[Pointing and labeling entries]
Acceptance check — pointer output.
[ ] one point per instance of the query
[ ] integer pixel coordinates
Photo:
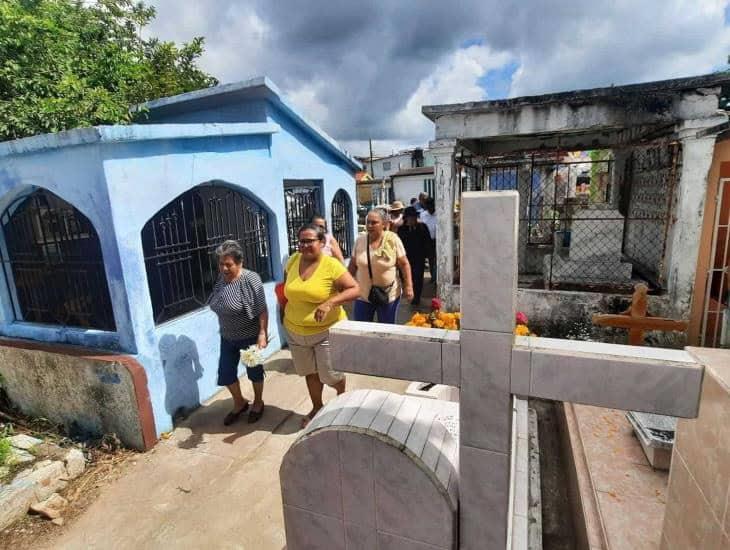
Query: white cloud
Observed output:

WHAT YOU SHOULD DO:
Reproduce the material with "integer" changed to "whole-number" and every other word left as it stands. Leave the picture out of your answer.

SOLVED PROBLEM:
Acceptance check — pointer output.
[ ] one point per instance of the query
[ ] whole-number pixel coordinates
Photo:
Query: white cloud
Observed output:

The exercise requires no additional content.